• _AUFGABENSTELLUNG_: Wie geht der Text über Doc Morris und die Telemedizin weiter? Schreiben Sie die Fortsetzung ab dem Punkt, an dem er endet.

• _TEXTABSCHNITT_:
★ ★ ★ ★

Der EU-Versender Doc Morris stand seinerseits bereits im Fokus, weil er Patienten auf seiner Plattform Marktplatz direkt an den Telemedizin-Anbieter Teleclinic weiterleitet. Konkurrent Shop Apotheke wurde eine ähnliche Konstellation – den direkten Verweis auf den Telemedizin-Anbieter Zava – bereits gerichtlich untersagt.
Kritiker sehen zudem in dem gleichzeitigen Betrieb von Online-Apotheke und Online-Ärzte-Portal unter einem Firmendach einen Verstoß gegen das sogenannte Edikt von Salerno: der strikten Trennung von Arzt und Apotheke ergo von Arzneimittelverordnung und -abgabe.
Was das Verfolgen von Rechtsvergehen des Versenders Doc Morris betrifft, so ist die AKNR eine verlässliche Instanz. Abgesehen von arzneimittelrechtlich umstrittenen Rx-Boni ging es zuletzt auch um Provisionsmodelle für die Doc-Morris-Plattform Marktplatz und mögliche Verstöße gegen das Makelverbot.

★ ★ ★ ★

• _GEGEBENE ANGABEN_:

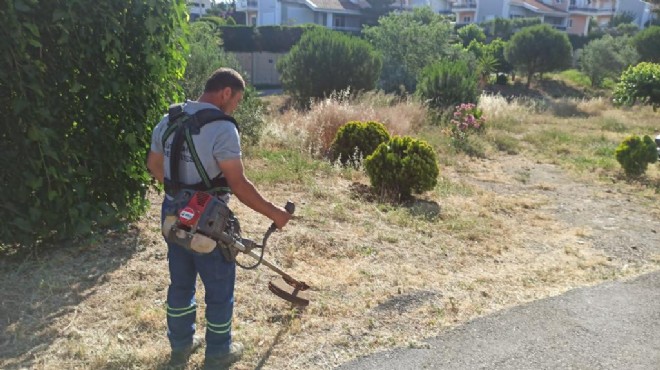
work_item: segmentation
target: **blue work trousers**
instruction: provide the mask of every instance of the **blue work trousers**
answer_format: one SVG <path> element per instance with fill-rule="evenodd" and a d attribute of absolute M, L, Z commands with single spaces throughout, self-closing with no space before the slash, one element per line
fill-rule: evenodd
<path fill-rule="evenodd" d="M 163 202 L 163 210 L 168 199 Z M 167 290 L 167 337 L 173 350 L 189 346 L 195 334 L 197 274 L 206 295 L 206 356 L 229 352 L 234 308 L 236 264 L 228 262 L 219 248 L 209 254 L 193 253 L 176 244 L 167 244 L 170 286 Z"/>

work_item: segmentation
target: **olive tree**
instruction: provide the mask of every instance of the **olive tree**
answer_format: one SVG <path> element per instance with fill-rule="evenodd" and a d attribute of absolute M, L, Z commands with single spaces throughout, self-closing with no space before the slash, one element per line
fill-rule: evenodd
<path fill-rule="evenodd" d="M 638 59 L 630 38 L 605 35 L 584 47 L 579 63 L 580 69 L 591 79 L 591 86 L 600 87 L 605 78 L 618 79 L 621 72 Z"/>
<path fill-rule="evenodd" d="M 534 74 L 570 67 L 572 51 L 566 33 L 541 24 L 523 28 L 513 35 L 505 56 L 514 68 L 526 74 L 529 88 Z"/>

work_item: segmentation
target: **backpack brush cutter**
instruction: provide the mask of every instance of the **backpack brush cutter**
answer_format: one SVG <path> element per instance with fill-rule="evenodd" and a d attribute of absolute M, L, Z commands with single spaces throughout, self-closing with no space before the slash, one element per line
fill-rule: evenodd
<path fill-rule="evenodd" d="M 295 211 L 292 202 L 287 202 L 284 208 L 291 214 Z M 225 201 L 206 192 L 188 189 L 181 190 L 165 209 L 165 221 L 162 226 L 166 241 L 194 253 L 208 254 L 217 247 L 230 261 L 236 261 L 239 252 L 253 257 L 257 262 L 252 266 L 241 265 L 238 261 L 236 264 L 248 270 L 260 264 L 270 268 L 282 279 L 269 282 L 268 289 L 295 306 L 305 307 L 309 305 L 306 292 L 309 286 L 263 258 L 268 238 L 276 229 L 275 223 L 270 225 L 261 245 L 242 238 L 238 219 L 234 217 Z M 261 252 L 257 254 L 253 249 L 261 249 Z"/>

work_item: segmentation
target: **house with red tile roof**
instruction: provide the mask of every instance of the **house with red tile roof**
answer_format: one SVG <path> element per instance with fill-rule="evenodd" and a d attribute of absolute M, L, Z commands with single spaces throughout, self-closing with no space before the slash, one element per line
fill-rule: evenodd
<path fill-rule="evenodd" d="M 642 0 L 454 0 L 456 23 L 482 23 L 495 18 L 538 17 L 556 29 L 586 35 L 591 19 L 606 26 L 615 14 L 628 13 L 644 28 L 653 5 Z"/>
<path fill-rule="evenodd" d="M 392 9 L 410 10 L 429 6 L 440 14 L 451 14 L 450 0 L 395 0 Z M 359 31 L 366 0 L 236 0 L 236 10 L 246 13 L 247 24 L 300 25 L 314 23 L 334 30 Z"/>

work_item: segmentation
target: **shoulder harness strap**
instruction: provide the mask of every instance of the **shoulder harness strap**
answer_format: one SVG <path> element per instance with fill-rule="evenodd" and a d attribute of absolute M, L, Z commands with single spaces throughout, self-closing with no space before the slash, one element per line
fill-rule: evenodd
<path fill-rule="evenodd" d="M 202 187 L 209 191 L 215 190 L 214 187 L 217 184 L 209 178 L 208 173 L 202 165 L 202 161 L 199 159 L 197 150 L 195 150 L 195 144 L 192 139 L 192 135 L 199 134 L 204 125 L 214 121 L 232 122 L 238 130 L 238 123 L 236 120 L 232 116 L 224 114 L 218 109 L 202 109 L 195 114 L 189 115 L 183 111 L 183 104 L 174 104 L 170 106 L 168 127 L 163 134 L 163 147 L 165 147 L 167 139 L 174 134 L 170 149 L 170 176 L 172 177 L 170 183 L 173 194 L 176 194 L 183 186 L 179 181 L 179 164 L 181 161 L 184 140 L 188 146 L 193 162 L 195 163 L 195 168 L 202 178 L 202 183 L 195 184 L 194 186 L 199 187 L 200 185 L 203 185 Z"/>

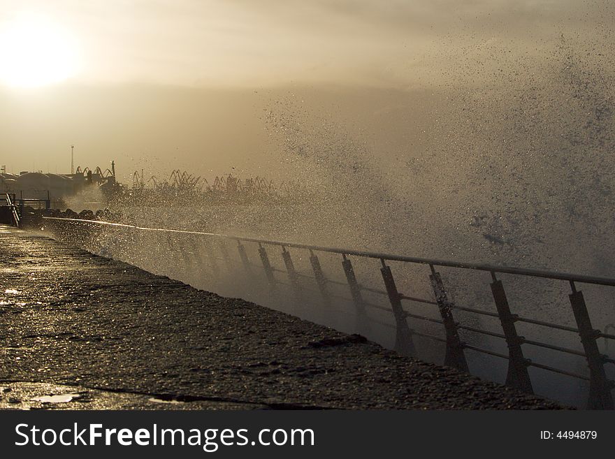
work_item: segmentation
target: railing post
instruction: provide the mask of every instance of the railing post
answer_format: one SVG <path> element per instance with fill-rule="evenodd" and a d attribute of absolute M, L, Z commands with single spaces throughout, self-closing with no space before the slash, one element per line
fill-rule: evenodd
<path fill-rule="evenodd" d="M 259 255 L 261 256 L 261 262 L 263 263 L 263 269 L 265 270 L 267 282 L 269 282 L 269 287 L 273 291 L 275 289 L 275 276 L 273 274 L 273 269 L 271 268 L 267 251 L 261 243 L 259 243 Z"/>
<path fill-rule="evenodd" d="M 214 277 L 217 279 L 219 279 L 221 277 L 221 274 L 219 271 L 219 267 L 218 266 L 218 261 L 216 258 L 216 254 L 212 248 L 209 241 L 204 240 L 203 247 L 203 252 L 205 252 L 205 257 L 210 262 L 211 270 L 214 275 Z"/>
<path fill-rule="evenodd" d="M 384 260 L 381 259 L 380 262 L 382 263 L 380 272 L 382 273 L 382 279 L 384 281 L 386 293 L 389 294 L 389 300 L 391 302 L 391 307 L 395 316 L 395 323 L 396 326 L 395 350 L 403 355 L 416 357 L 417 350 L 414 348 L 414 343 L 412 342 L 412 332 L 408 327 L 407 316 L 402 307 L 401 298 L 399 292 L 397 291 L 395 279 L 393 277 L 391 268 L 385 264 Z"/>
<path fill-rule="evenodd" d="M 284 264 L 286 266 L 287 272 L 289 275 L 289 280 L 290 280 L 293 288 L 295 290 L 295 294 L 297 299 L 301 298 L 301 286 L 299 284 L 299 276 L 295 270 L 295 265 L 293 264 L 293 259 L 291 258 L 291 253 L 286 249 L 284 246 L 282 246 L 282 258 L 284 259 Z"/>
<path fill-rule="evenodd" d="M 241 243 L 241 241 L 237 241 L 237 250 L 239 252 L 239 258 L 241 258 L 241 261 L 243 263 L 243 267 L 245 269 L 245 272 L 252 275 L 252 270 L 249 265 L 249 261 L 247 259 L 247 254 L 245 252 L 245 247 L 243 246 L 243 244 Z"/>
<path fill-rule="evenodd" d="M 589 367 L 589 400 L 588 408 L 589 409 L 613 409 L 613 396 L 611 394 L 611 384 L 607 379 L 605 372 L 605 362 L 600 354 L 596 340 L 600 335 L 600 330 L 594 330 L 591 326 L 591 320 L 583 293 L 577 290 L 574 282 L 570 281 L 570 287 L 572 293 L 568 297 L 570 298 L 570 305 L 572 306 L 572 312 L 574 314 L 574 320 L 577 327 L 579 328 L 579 336 L 583 349 L 585 350 L 585 356 L 587 358 L 587 363 Z"/>
<path fill-rule="evenodd" d="M 517 335 L 516 328 L 514 326 L 516 316 L 510 312 L 510 307 L 502 281 L 495 277 L 495 273 L 493 271 L 491 271 L 491 277 L 493 279 L 491 284 L 491 292 L 493 294 L 493 300 L 495 302 L 495 308 L 498 309 L 498 316 L 502 324 L 506 344 L 508 345 L 508 372 L 506 375 L 506 385 L 526 393 L 534 393 L 532 381 L 528 372 L 528 365 L 530 361 L 523 357 L 523 351 L 521 350 L 523 338 Z"/>
<path fill-rule="evenodd" d="M 231 276 L 235 274 L 233 269 L 235 263 L 233 263 L 233 260 L 229 254 L 229 248 L 226 247 L 226 244 L 224 243 L 224 240 L 220 241 L 220 253 L 222 254 L 222 258 L 226 261 L 226 269 L 229 270 L 229 272 Z"/>
<path fill-rule="evenodd" d="M 327 279 L 322 272 L 322 268 L 320 265 L 318 256 L 314 254 L 311 249 L 310 249 L 310 263 L 312 265 L 312 270 L 314 272 L 314 278 L 316 279 L 318 289 L 322 296 L 323 303 L 325 306 L 329 306 L 331 304 L 331 300 L 329 298 L 329 292 L 327 289 Z"/>
<path fill-rule="evenodd" d="M 431 286 L 435 295 L 435 300 L 440 309 L 440 314 L 444 326 L 444 331 L 447 335 L 447 349 L 444 354 L 444 365 L 454 367 L 463 372 L 469 372 L 468 361 L 465 360 L 465 354 L 463 354 L 463 344 L 459 338 L 459 333 L 457 330 L 457 324 L 453 319 L 451 312 L 451 303 L 447 298 L 447 292 L 444 290 L 442 277 L 439 272 L 435 271 L 433 265 L 429 265 L 431 269 L 431 275 L 429 279 L 431 281 Z"/>
<path fill-rule="evenodd" d="M 363 295 L 361 293 L 361 287 L 359 286 L 359 282 L 356 282 L 356 276 L 354 274 L 354 269 L 352 268 L 352 263 L 350 260 L 346 258 L 346 254 L 342 254 L 342 257 L 343 258 L 342 267 L 344 268 L 346 282 L 348 283 L 350 295 L 352 296 L 352 301 L 354 303 L 356 311 L 356 323 L 355 326 L 357 330 L 363 330 L 367 328 L 367 321 L 366 320 L 365 303 L 363 303 Z"/>

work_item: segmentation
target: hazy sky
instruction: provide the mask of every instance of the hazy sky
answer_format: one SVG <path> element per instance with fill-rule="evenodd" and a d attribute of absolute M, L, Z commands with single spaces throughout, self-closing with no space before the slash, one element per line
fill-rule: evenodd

★ ★ ★ ★

• _DIE ANTWORT_:
Mit dem aktuellen Urteil konnte die AKNR nun, vertreten durch die Kanzlei Friedrich Graf von Westphalen & Partner, einen erneuten Erfolg erwirken. Teleclinic muss sich dafür verantworten, dass Doc Morris auf seiner Plattform die Möglichkeit bietet, Patienten, die noch keine Verschreibung haben, unmittelbar auf die Seite des Anbieters der Ärzte weiterzuleiten.
Das Urteil ist nicht rechtskräftig, Teleclinic kann in Berufung gehen. Eine endgültige Rechtsprechung dürfte mittelfristig aber klären, ob und in wieweit Grenzen bestehen zwischen der Zuführung von Patienten einerseits sowie der Zuleitung von Verschreibungen andererseits zwischen Versandapotheke und Ärzteplattformen.